- **RECORDS FOR PROCESSING**
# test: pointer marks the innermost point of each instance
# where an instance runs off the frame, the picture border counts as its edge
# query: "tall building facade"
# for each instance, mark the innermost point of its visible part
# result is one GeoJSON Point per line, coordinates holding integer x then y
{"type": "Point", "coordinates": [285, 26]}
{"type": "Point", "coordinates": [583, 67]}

- **REQUIRED ACTION**
The data above should be duplicated exactly and completely.

- **RESULT**
# test: pointer marks the innermost point of each instance
# where an instance runs off the frame, the picture border counts as its edge
# query: "tall building facade"
# for each instance, mark the innermost point of its visible part
# result is one GeoJSON Point per line, coordinates holding integer x then y
{"type": "Point", "coordinates": [285, 26]}
{"type": "Point", "coordinates": [583, 67]}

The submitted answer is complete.